PASSAGE:
★ ★ ★ ★
The ability to pattern materials into small structures is essential to modern science and technology. There are many opportunities that might be realized by making new types of small structures, or by simply downsizing existing structures. Soft lithography—a collection of novel patterning techniques based on printing, molding, and embossing with a transparent elastomeric stamp—represents a new conceptual approach to the fabrication and manufacturing of small structures or systems for applications. This approach exceeds the scope defined by classic photolithography. It has emerged as a new technology platform for a variety of applications that include MEMS, biochips, microfluidics, and flexible microelectronics. It is astonishing that more than 800 papers have been published reporting various extensions of this technology since the term of soft lithography was coined in 1998 (see Y. Xia and G. M. Whitesides, "Soft lithography," Angew. Chem. Int. Ed. 37:550-575, 1998). The recognition of soft lithography by the research community can be attributed to the following technical merits: i) it is simple, convenient, inexpensive and thus accessible to the full spectrum of users; ii) it is applicable to directly pattern a broad range of functional molecules and materials; iii) it generates structures at very small scales, on non-planar surfaces, and with three-dimensional architecture; and iv) it is readily adapted for rapid prototyping.
★ ★ ★ ★
Entries for pointing at named objects
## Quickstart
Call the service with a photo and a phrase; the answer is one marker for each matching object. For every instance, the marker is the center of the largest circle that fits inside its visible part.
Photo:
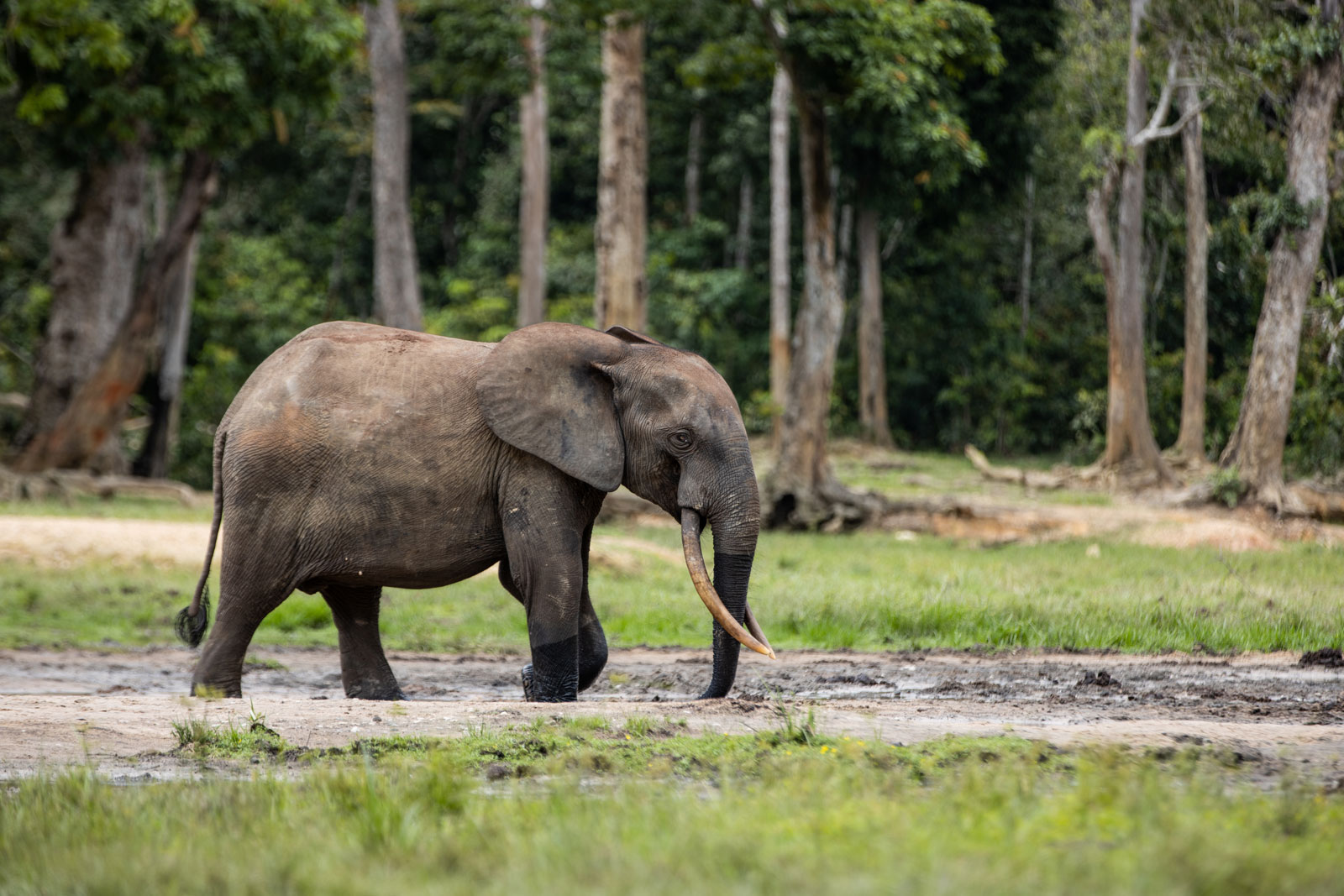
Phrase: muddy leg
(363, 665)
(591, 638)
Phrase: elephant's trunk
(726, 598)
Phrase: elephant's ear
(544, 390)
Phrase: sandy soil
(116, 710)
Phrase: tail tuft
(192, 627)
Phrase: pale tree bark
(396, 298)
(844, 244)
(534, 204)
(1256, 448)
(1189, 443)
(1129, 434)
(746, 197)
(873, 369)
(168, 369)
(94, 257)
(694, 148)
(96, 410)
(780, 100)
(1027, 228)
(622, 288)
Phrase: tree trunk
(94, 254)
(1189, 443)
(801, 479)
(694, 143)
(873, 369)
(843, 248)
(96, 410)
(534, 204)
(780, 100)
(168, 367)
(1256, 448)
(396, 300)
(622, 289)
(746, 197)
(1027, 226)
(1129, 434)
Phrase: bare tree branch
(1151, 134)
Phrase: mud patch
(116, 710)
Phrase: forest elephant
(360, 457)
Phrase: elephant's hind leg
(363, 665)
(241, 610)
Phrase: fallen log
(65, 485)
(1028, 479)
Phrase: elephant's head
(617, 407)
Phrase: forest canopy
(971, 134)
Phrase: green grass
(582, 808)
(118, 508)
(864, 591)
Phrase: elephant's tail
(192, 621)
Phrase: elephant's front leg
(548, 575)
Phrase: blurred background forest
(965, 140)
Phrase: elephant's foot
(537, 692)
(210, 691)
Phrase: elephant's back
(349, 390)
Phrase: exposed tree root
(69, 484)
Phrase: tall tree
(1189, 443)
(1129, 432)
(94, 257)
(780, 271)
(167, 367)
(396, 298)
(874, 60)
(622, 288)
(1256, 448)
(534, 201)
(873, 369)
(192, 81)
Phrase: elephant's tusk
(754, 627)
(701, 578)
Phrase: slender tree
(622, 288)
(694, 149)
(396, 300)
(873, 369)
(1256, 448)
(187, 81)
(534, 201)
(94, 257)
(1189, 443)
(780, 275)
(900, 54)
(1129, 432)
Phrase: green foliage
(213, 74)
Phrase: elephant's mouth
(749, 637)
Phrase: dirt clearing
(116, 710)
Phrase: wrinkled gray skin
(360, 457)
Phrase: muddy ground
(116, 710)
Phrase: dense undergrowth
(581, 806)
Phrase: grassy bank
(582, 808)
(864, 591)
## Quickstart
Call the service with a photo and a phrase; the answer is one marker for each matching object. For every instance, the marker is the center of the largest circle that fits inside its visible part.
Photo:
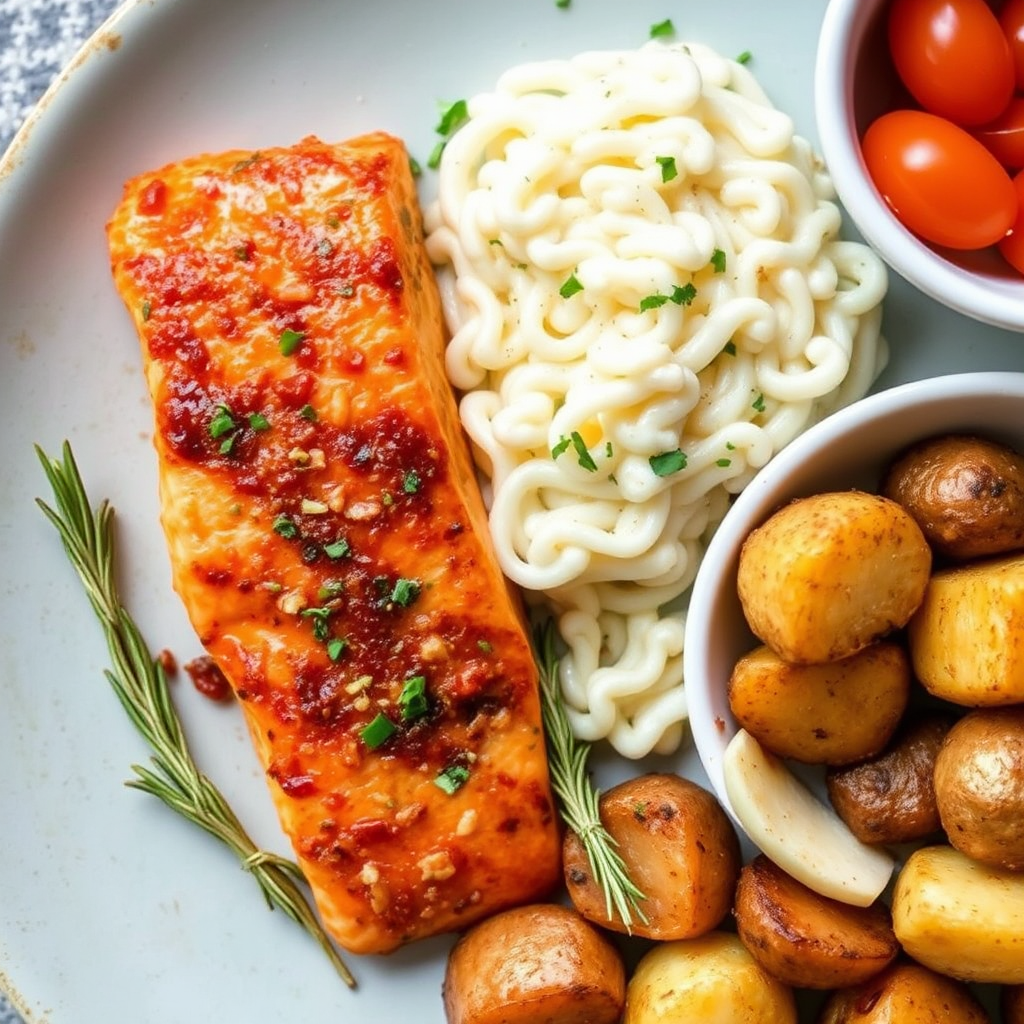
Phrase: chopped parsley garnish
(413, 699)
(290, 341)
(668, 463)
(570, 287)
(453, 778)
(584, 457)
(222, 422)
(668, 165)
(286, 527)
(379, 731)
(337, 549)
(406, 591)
★ ★ ★ ★
TASKS TO PERFORM:
A. List the applications that the soft lithography passage names for this technology platform.
B. Please continue the soft lithography passage from its last sentence.
The items play no part in this.

ANSWERS PROVIDED:
A. MEMS, biochips, microfluidics, flexible microelectronics

B.
Small structures are traditionally fabricated using photolithography. However, this technology has a number of limitations that can hardly contend demands from communities other than the semiconductor industry. For example, photolithography requires major capital investment; it is poorly suited for patterning curved surfaces; it provides very little control over the surface chemistries; and it is directly applicable only to a limited set of polymers known as photoresists. To address a strong desire in the community for alternative approaches to microfabrication, the Whitesides Laboratory at Harvard University developed soft lithography. The development of soft lithography can be understood in light of a "push and pull" model. In this case, the "pull" mainly originates from new applications in areas outside of microelectronics, which rely on miniaturization and/or integration. Notable examples include microelectromechanical systems (MEMS), microoptics, and biotechnology and healthcare (biosurfaces, biochips, microfluidics, microreactors, lab-on-chip systems, and sensing devices). Most of these applications demand fabrication tools that are accessible at low costs, and which can provide tight control over the surface functionalities and be directly applicable to a broad range of materials. The "push" may just come from the curiosity or desire to solve scientific or engineering problems, to understand how nature works, and to push the performance of currently existing materials/devices/tools to higher levels and new limits. I was fortunate enough to join the Whitesides group at the right time and had the opportunity to work with many other group members, developing soft lithography into a major microfabrication tool.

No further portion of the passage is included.